• [EXERCISE TASK]:
Starting with the line that contains "Tag passenger train above." and going on through the line that contains "[23,54,37,59]", rewrite only those lines as a numbered list, skipping any blank lines.

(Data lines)
_ _ _ _

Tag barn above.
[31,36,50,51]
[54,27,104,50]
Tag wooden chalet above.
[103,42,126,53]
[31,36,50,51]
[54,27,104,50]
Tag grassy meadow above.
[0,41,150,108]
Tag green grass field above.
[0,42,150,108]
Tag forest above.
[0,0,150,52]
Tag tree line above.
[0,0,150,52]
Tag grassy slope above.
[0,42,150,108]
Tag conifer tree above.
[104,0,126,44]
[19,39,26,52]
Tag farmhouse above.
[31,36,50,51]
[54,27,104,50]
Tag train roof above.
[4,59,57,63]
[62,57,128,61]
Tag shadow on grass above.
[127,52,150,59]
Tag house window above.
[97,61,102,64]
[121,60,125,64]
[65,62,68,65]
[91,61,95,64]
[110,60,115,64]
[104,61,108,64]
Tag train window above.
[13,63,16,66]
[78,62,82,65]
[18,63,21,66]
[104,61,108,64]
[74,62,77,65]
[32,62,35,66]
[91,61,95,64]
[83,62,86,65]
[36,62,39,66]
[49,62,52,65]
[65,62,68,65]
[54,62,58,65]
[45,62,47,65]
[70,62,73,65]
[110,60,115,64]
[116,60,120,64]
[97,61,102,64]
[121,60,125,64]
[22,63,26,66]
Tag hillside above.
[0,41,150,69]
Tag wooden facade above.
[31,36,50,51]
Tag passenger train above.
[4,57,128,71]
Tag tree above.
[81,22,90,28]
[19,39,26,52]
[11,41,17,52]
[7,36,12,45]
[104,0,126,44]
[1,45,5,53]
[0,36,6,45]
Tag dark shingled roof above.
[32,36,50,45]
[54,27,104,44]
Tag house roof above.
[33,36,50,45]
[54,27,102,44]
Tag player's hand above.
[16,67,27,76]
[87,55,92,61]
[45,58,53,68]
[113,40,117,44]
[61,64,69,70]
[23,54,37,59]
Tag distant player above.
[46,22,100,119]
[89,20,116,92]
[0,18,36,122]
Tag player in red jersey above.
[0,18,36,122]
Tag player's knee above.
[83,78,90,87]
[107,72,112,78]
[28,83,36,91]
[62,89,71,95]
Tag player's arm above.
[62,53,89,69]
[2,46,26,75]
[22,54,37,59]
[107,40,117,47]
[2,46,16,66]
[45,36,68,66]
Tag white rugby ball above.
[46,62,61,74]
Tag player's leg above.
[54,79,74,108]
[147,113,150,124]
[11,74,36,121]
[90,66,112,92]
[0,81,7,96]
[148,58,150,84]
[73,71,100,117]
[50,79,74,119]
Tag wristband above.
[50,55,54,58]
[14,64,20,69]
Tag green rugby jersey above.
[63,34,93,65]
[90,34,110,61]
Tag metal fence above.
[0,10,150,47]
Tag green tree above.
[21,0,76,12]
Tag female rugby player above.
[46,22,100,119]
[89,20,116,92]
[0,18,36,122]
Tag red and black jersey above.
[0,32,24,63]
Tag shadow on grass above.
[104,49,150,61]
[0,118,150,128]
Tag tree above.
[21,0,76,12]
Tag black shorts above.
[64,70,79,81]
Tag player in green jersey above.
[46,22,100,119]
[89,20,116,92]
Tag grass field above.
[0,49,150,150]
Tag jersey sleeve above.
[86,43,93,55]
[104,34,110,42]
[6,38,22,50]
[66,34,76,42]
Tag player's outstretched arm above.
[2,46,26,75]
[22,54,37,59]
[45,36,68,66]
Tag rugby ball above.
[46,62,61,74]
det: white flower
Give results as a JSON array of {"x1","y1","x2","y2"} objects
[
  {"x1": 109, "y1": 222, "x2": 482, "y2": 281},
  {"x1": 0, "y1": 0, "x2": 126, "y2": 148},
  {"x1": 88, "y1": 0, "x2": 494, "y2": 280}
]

_ _ _ _

• [COMPLETED EXERCISE]:
1. Tag passenger train above.
2. [4,57,128,71]
3. Tag tree above.
4. [81,22,90,28]
5. [19,39,26,52]
6. [11,41,17,52]
7. [7,36,12,45]
8. [104,0,126,44]
9. [1,45,5,53]
10. [0,36,6,45]
11. Tag dark shingled roof above.
12. [32,36,50,45]
13. [54,27,104,44]
14. Tag house roof above.
15. [33,36,50,45]
16. [54,27,102,44]
17. Tag player's hand above.
18. [16,67,27,76]
19. [87,55,92,61]
20. [45,58,53,68]
21. [113,40,117,44]
22. [61,64,69,70]
23. [23,54,37,59]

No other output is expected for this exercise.